Start of RECORDS PROVIDED

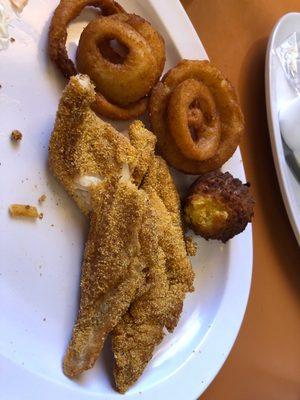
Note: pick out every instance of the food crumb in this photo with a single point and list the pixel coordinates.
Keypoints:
(42, 198)
(21, 210)
(191, 246)
(16, 136)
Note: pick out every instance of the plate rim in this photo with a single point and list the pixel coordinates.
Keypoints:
(211, 352)
(273, 124)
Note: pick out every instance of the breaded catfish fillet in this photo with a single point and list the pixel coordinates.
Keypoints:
(84, 150)
(120, 246)
(141, 329)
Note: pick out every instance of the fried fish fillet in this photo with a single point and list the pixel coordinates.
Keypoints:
(119, 248)
(99, 168)
(84, 150)
(142, 327)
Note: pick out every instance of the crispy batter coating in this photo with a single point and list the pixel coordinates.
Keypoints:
(218, 206)
(66, 11)
(142, 328)
(144, 142)
(227, 116)
(136, 271)
(82, 145)
(191, 246)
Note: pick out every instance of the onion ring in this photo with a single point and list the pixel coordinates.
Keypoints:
(121, 83)
(66, 11)
(163, 107)
(203, 120)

End of RECORDS PROVIDED

WHAT IS NEEDED:
What you return must be the entries above, exactly as they appear, without any pictures.

OUTPUT OF THE TASK:
Note: pick out every instance of the food crumb in this photo with a single point and list the pixel coordinates.
Keypoints:
(42, 198)
(21, 210)
(191, 246)
(16, 136)
Note: pick out every instance of the plate rim in this photo with a single point and list the pixel coordinates.
Keypoints:
(211, 352)
(273, 124)
Note: pick out every instance of the breaded catfish fillet in this photo with a single point and list the pixel coordinates.
Keypoints:
(84, 150)
(120, 246)
(141, 329)
Note: pick out every instance of the fried fish fillet in this photo with a single point and list the pixel coordinates.
Keypoints:
(119, 248)
(99, 168)
(84, 150)
(142, 327)
Note: pick out every instance of the crispy batter coating in this photo with a single point and list the pixel coordinates.
Keypoints:
(218, 206)
(66, 11)
(142, 328)
(144, 142)
(227, 116)
(136, 271)
(82, 145)
(191, 246)
Note: pick out every instance of the onion ring in this photo with a single point and list the pixel coordinates.
Keypoints:
(121, 83)
(66, 11)
(163, 107)
(203, 120)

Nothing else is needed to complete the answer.